Work to be completed. Scale the listing from its beginning up to and including the line with "336,444 -> 502,644". Repeat every line, requests included, multiplying each answer coordinate by 1.4 and rounding to whole numbers with halves rounded up, while leaving the requests and their format samples unchanged.

Items from a labeling collection:
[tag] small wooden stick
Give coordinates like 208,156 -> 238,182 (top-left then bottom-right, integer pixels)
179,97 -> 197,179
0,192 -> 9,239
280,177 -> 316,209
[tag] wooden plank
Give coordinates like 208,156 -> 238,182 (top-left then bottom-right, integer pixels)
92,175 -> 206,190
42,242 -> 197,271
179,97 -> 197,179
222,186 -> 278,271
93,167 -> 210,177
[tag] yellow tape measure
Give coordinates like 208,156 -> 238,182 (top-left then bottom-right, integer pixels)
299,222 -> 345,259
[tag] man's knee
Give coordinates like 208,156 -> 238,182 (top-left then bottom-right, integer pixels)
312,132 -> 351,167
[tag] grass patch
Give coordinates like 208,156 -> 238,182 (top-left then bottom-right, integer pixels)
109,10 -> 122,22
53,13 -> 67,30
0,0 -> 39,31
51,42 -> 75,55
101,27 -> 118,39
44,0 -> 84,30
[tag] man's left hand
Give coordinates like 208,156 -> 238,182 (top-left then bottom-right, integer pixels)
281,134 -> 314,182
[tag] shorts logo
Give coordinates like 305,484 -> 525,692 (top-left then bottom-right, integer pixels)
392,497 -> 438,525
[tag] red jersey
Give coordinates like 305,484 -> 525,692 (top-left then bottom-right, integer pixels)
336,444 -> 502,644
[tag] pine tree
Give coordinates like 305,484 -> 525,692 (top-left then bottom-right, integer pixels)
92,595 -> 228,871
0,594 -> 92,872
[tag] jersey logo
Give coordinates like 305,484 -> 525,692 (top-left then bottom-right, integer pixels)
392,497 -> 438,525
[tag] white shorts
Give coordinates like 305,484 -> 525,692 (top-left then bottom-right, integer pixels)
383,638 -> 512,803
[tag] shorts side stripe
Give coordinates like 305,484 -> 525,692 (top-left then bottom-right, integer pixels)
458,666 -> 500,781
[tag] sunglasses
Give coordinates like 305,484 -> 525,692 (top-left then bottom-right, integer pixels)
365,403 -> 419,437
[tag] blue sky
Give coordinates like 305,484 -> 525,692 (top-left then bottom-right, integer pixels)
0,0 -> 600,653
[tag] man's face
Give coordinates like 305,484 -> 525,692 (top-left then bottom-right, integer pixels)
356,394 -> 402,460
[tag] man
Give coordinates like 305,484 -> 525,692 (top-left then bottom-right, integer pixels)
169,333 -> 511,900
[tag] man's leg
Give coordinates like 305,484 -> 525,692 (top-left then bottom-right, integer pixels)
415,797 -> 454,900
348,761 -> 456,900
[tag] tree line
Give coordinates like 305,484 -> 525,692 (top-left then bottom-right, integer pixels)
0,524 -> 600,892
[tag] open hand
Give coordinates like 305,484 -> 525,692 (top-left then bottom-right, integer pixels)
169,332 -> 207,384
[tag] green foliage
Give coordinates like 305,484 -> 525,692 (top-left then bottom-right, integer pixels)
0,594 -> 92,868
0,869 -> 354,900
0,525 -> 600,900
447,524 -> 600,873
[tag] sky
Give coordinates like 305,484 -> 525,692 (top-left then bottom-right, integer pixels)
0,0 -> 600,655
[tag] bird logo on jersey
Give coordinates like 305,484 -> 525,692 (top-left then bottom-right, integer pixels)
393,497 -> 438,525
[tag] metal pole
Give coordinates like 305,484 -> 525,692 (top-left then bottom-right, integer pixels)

Finished exercise.
[tag] small wooden stick
Give coordinates like 208,156 -> 238,182 (top-left then bottom-right, integer pixels)
251,136 -> 276,251
0,269 -> 13,335
392,248 -> 442,293
[tag] wooden plank
Give coordinates like 208,156 -> 238,182 (top-left then bottom-right, integer pixels)
129,245 -> 288,266
59,339 -> 276,379
251,136 -> 276,251
311,260 -> 389,379
130,234 -> 294,248
[tag] yellow tape measure
Give coordinates like 208,156 -> 238,182 (top-left then bottom-right, integer pixels)
419,311 -> 483,363
[tag] man's knee
Give coordinates like 208,156 -> 238,182 (top-left then bottom-right, integer pixels)
437,185 -> 491,234
[tag] grass patch
Give coordinates like 208,156 -> 238,182 (top-left then bottom-right, integer pixels)
153,14 -> 171,31
74,18 -> 94,42
0,0 -> 55,43
71,59 -> 105,77
141,38 -> 165,55
62,0 -> 118,42
[tag] man's left hand
Give coordinates like 208,156 -> 238,182 (top-left then bottom-right, integer pixels)
393,188 -> 440,255
[tag] shorts logo
Give coordinates like 305,484 -> 525,692 (top-left then bottom-right, integer pixels)
549,696 -> 613,735
[tag] red jersey
Give coordinates like 305,484 -> 525,692 (top-left then bottom-right, integer pixels)
470,622 -> 703,902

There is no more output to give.